──────── Provided information ────────

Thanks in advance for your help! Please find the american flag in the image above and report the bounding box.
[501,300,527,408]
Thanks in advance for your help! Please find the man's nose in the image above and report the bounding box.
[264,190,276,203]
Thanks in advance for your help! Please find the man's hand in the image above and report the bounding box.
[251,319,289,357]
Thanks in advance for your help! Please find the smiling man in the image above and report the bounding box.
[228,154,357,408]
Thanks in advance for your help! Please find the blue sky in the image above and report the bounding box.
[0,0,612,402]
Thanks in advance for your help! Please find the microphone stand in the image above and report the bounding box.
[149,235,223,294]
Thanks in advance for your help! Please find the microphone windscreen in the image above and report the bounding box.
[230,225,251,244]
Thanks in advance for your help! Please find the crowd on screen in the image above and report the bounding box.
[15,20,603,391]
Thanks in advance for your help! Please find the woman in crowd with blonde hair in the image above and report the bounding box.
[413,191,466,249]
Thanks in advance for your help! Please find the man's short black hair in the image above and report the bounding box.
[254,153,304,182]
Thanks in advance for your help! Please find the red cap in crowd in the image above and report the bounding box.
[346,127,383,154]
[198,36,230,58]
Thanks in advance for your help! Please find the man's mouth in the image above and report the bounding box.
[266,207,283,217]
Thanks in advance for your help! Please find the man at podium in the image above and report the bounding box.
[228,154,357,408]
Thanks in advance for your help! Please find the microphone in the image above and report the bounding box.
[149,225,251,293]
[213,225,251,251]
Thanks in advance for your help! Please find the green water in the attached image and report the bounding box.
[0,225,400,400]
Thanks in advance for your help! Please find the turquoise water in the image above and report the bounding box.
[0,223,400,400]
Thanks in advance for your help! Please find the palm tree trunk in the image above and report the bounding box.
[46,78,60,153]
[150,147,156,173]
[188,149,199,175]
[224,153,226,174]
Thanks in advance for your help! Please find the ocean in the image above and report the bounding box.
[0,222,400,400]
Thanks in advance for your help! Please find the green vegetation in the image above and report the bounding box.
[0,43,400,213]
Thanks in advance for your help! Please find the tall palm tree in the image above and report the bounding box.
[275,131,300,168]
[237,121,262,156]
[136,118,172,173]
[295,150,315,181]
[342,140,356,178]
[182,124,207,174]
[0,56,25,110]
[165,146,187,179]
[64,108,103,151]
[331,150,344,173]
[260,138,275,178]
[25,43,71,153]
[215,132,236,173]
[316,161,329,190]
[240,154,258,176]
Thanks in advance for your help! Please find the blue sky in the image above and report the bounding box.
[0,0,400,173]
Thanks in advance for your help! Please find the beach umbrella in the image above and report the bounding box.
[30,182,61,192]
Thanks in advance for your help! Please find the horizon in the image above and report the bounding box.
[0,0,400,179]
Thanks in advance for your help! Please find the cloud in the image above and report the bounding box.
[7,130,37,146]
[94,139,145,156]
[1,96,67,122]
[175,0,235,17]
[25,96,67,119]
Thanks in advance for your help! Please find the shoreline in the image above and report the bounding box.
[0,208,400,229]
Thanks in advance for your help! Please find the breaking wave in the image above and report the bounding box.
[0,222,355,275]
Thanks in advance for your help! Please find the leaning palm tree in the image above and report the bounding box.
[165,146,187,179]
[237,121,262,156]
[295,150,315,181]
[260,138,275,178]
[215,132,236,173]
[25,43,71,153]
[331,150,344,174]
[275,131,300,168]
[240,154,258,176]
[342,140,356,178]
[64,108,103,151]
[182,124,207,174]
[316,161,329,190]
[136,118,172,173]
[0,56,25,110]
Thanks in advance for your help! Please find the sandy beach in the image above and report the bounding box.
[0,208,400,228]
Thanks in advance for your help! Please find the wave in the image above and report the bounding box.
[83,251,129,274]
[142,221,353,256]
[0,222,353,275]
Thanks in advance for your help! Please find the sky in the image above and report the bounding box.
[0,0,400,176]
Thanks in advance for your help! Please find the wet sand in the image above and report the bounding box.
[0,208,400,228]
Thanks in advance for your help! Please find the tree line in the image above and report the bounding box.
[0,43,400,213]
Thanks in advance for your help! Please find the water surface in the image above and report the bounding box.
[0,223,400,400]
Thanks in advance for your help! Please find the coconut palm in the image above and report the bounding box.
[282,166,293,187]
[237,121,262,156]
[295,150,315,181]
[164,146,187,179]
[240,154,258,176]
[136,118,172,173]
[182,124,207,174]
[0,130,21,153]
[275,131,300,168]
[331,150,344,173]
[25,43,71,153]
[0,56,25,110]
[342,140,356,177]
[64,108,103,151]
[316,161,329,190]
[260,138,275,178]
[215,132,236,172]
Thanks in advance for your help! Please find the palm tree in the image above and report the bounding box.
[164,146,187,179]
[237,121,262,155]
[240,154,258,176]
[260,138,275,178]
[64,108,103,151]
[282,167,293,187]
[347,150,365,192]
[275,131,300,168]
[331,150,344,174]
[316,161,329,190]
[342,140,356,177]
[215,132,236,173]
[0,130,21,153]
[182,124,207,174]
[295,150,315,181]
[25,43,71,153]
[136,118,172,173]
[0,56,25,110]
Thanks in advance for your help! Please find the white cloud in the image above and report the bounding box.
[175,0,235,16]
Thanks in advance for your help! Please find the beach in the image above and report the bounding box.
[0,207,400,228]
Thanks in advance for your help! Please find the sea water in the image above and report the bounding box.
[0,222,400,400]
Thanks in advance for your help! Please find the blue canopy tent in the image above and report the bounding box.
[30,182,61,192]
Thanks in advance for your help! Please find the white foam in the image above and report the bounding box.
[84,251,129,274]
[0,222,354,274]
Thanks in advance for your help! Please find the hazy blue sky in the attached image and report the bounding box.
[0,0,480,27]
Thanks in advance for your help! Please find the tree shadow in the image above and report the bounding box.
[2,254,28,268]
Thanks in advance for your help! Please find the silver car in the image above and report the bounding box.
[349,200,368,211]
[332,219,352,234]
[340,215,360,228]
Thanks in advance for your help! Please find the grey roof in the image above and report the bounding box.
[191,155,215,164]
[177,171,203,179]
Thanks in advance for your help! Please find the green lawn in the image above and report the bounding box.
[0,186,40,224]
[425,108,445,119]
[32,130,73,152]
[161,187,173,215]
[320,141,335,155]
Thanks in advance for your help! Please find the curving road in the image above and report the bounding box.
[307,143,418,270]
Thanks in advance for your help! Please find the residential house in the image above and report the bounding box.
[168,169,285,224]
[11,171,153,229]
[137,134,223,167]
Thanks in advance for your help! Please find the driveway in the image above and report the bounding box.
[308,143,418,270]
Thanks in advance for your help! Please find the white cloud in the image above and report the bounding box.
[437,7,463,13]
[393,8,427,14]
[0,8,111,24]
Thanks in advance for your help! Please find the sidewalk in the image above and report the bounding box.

────────

Can you express all of the data above as a Markdown table with the columns Row and Line, giving each line its own numbered row and leaving out blank lines?

| Row | Line |
|---|---|
| 1 | Thanks in advance for your help! Please find the american flag in the image above and report the bounding box. |
| 2 | [501,300,527,408] |
| 3 | Thanks in advance for your help! Please find the man's nose in the image above and report the bounding box. |
| 4 | [264,190,276,203] |
| 5 | Thanks in advance for your help! Please find the man's hand in the image above and report the bounding box. |
| 6 | [251,319,289,357] |
| 7 | Thanks in advance for your help! Please find the smiling man in the image above and report the bounding box. |
| 8 | [228,154,357,408] |
| 9 | Thanks in advance for your help! Please find the blue sky in the image above and report the bounding box. |
| 10 | [0,0,612,402] |
| 11 | Thanks in advance for your help! Please find the microphone stand in the image above and report the bounding box. |
| 12 | [149,235,223,294] |
| 13 | Thanks in advance for your help! Please find the microphone windscreen in the image above and report the bounding box. |
| 14 | [230,225,251,244] |
| 15 | Thanks in advance for your help! Please find the crowd on screen in the image above and report the bounding box. |
| 16 | [15,20,603,391] |
| 17 | Thanks in advance for your help! Please find the woman in crowd with blonde hair in the image above and report the bounding box. |
| 18 | [413,191,466,249] |
| 19 | Thanks in advance for your help! Please find the man's short black hair in the image above and report the bounding box. |
| 20 | [254,153,304,182] |
| 21 | Thanks in advance for your help! Please find the red cap in crowd in the image above and report the bounding box. |
| 22 | [346,127,383,154] |
| 23 | [198,36,230,58] |
| 24 | Thanks in advance for your help! Please find the man's mouth in the image above and report the bounding box. |
| 25 | [266,207,283,217] |
| 26 | Thanks in advance for your help! Please find the man at podium in the image above and report the bounding box. |
| 27 | [228,154,357,408] |
| 28 | Thanks in advance for your help! Please find the microphone in the image above and report the bounding box. |
| 29 | [149,225,251,293] |
| 30 | [213,225,251,251] |
| 31 | Thanks in advance for your help! Please find the green water in the attached image and report the bounding box. |
| 32 | [0,225,400,400] |
| 33 | Thanks in advance for your help! Please find the turquoise water in the image above and report the bounding box. |
| 34 | [0,223,400,400] |
| 35 | Thanks in advance for your help! Please find the palm tree trunk in the image above and report the bounding box. |
| 36 | [46,78,60,153] |
| 37 | [150,147,156,173] |
| 38 | [188,149,199,175] |
| 39 | [224,153,226,174] |
| 40 | Thanks in advance for your help! Please find the ocean in the image above and report the bounding box. |
| 41 | [0,222,400,400] |
| 42 | Thanks in advance for your help! Please find the green vegetation in the image above and report the bounding box. |
| 43 | [0,43,400,213] |
| 44 | Thanks in advance for your help! Please find the tall palm tree in the image above and report the bounding box. |
| 45 | [275,131,300,168] |
| 46 | [237,121,262,156] |
| 47 | [136,118,172,173] |
| 48 | [295,150,315,181] |
| 49 | [342,140,356,178] |
| 50 | [182,124,207,174] |
| 51 | [0,56,25,110] |
| 52 | [165,146,187,179] |
| 53 | [64,108,103,151] |
| 54 | [331,150,344,173] |
| 55 | [260,138,275,178] |
| 56 | [25,43,71,153] |
| 57 | [215,132,236,173] |
| 58 | [316,161,329,190] |
| 59 | [240,154,258,176] |
| 60 | Thanks in advance for your help! Please find the blue sky in the image above and report the bounding box. |
| 61 | [0,0,400,173] |
| 62 | Thanks in advance for your help! Please find the beach umbrella in the image above and report the bounding box. |
| 63 | [30,182,61,192] |
| 64 | Thanks in advance for your help! Please find the horizon in the image above and report the bounding box. |
| 65 | [0,0,400,179] |
| 66 | Thanks in advance for your help! Please find the cloud in the image above and report the bounding box. |
| 67 | [7,130,37,146] |
| 68 | [94,139,145,156] |
| 69 | [1,96,67,122] |
| 70 | [175,0,235,17] |
| 71 | [25,96,67,119] |
| 72 | Thanks in advance for your help! Please find the shoreline in the image above and report the bounding box. |
| 73 | [0,208,400,229] |
| 74 | Thanks in advance for your help! Please find the breaking wave in the image above and report the bounding box. |
| 75 | [0,222,355,275] |
| 76 | Thanks in advance for your help! Please find the leaning palm tree in the image above and report the bounding box. |
| 77 | [165,146,187,179] |
| 78 | [237,121,262,156] |
| 79 | [295,150,315,181] |
| 80 | [260,138,275,178] |
| 81 | [215,132,236,173] |
| 82 | [25,43,71,153] |
| 83 | [331,150,344,174] |
| 84 | [275,131,300,168] |
| 85 | [240,154,258,176] |
| 86 | [342,140,356,178] |
| 87 | [64,108,103,151] |
| 88 | [182,124,207,174] |
| 89 | [316,161,329,190] |
| 90 | [136,118,172,173] |
| 91 | [0,56,25,110] |
| 92 | Thanks in advance for your help! Please find the sandy beach in the image above and report the bounding box. |
| 93 | [0,208,400,228] |
| 94 | Thanks in advance for your help! Please find the wave in the image above and report the bounding box. |
| 95 | [83,251,129,274] |
| 96 | [142,221,353,256] |
| 97 | [0,222,353,275] |
| 98 | Thanks in advance for your help! Please find the sky in the image above and report the bounding box. |
| 99 | [0,0,400,176] |
| 100 | Thanks in advance for your help! Please find the wet sand in the image above and report the bounding box. |
| 101 | [0,208,400,228] |
| 102 | Thanks in advance for your help! Please find the tree line in the image above and report the bounding box. |
| 103 | [0,43,400,213] |
| 104 | Thanks in advance for your help! Please find the water surface in the image above and report the bounding box. |
| 105 | [0,223,400,400] |
| 106 | Thanks in advance for your help! Please find the coconut palm in the image above and report the bounding box. |
| 107 | [282,166,293,187] |
| 108 | [237,121,262,156] |
| 109 | [295,150,315,181] |
| 110 | [164,146,187,179] |
| 111 | [240,154,258,176] |
| 112 | [136,118,172,173] |
| 113 | [182,124,207,174] |
| 114 | [0,130,21,153] |
| 115 | [275,131,300,168] |
| 116 | [331,150,344,173] |
| 117 | [25,43,71,153] |
| 118 | [0,56,25,110] |
| 119 | [342,140,356,177] |
| 120 | [64,108,103,151] |
| 121 | [316,161,329,190] |
| 122 | [260,138,275,178] |
| 123 | [215,132,236,172] |
| 124 | Thanks in advance for your help! Please find the palm tree in the image above and report the bounding box. |
| 125 | [164,146,187,179] |
| 126 | [237,121,262,155] |
| 127 | [240,154,258,176] |
| 128 | [260,138,275,178] |
| 129 | [64,108,103,151] |
| 130 | [282,167,293,187] |
| 131 | [347,150,365,192] |
| 132 | [275,131,300,168] |
| 133 | [331,150,344,174] |
| 134 | [316,161,329,190] |
| 135 | [342,140,356,177] |
| 136 | [215,132,236,173] |
| 137 | [0,130,21,153] |
| 138 | [182,124,207,174] |
| 139 | [295,150,315,181] |
| 140 | [25,43,71,153] |
| 141 | [136,118,172,173] |
| 142 | [0,56,25,110] |
| 143 | Thanks in advance for your help! Please find the white cloud in the image above and report the bounding box. |
| 144 | [175,0,235,16] |
| 145 | Thanks in advance for your help! Please find the beach in the image above and report the bounding box. |
| 146 | [0,207,400,228] |
| 147 | Thanks in advance for your help! Please find the sea water in the image above and report the bounding box. |
| 148 | [0,222,400,400] |
| 149 | Thanks in advance for your help! Please find the blue canopy tent in the image above and report the bounding box. |
| 150 | [30,182,61,192] |
| 151 | Thanks in advance for your help! Please find the white foam in the image above and report the bounding box. |
| 152 | [84,251,129,274] |
| 153 | [0,222,354,274] |
| 154 | Thanks in advance for your help! Please find the hazy blue sky in the attached image and report the bounding box. |
| 155 | [0,0,480,27] |
| 156 | Thanks in advance for your help! Please find the tree shadow in the image above and report the bounding box. |
| 157 | [2,254,28,268] |
| 158 | Thanks in advance for your help! Please find the silver car in the image above and report the bounding box. |
| 159 | [349,200,368,211] |
| 160 | [332,219,352,234] |
| 161 | [340,215,360,228] |
| 162 | Thanks in advance for your help! Please find the grey roof in the image above and report the bounding box. |
| 163 | [191,155,215,164] |
| 164 | [177,171,203,179] |
| 165 | Thanks in advance for your help! Please find the green lawn in the image above and report the bounding box. |
| 166 | [0,186,40,224] |
| 167 | [425,108,445,119] |
| 168 | [32,130,73,152] |
| 169 | [161,187,173,215] |
| 170 | [320,141,335,155] |
| 171 | Thanks in advance for your help! Please find the curving road in the image above and report the bounding box. |
| 172 | [307,143,418,270] |
| 173 | Thanks in advance for your help! Please find the residential house in the image above and report the bounding box. |
| 174 | [168,169,285,224] |
| 175 | [11,171,153,229] |
| 176 | [137,134,223,167] |
| 177 | Thanks in advance for your help! Please find the driveway in the image above and report the bounding box. |
| 178 | [308,143,418,270] |
| 179 | Thanks in advance for your help! Please find the white cloud in the image above and report the bounding box. |
| 180 | [437,7,463,13] |
| 181 | [393,8,427,14] |
| 182 | [0,8,111,24] |
| 183 | Thanks in advance for your help! Please find the sidewalk in the image above and report the bounding box. |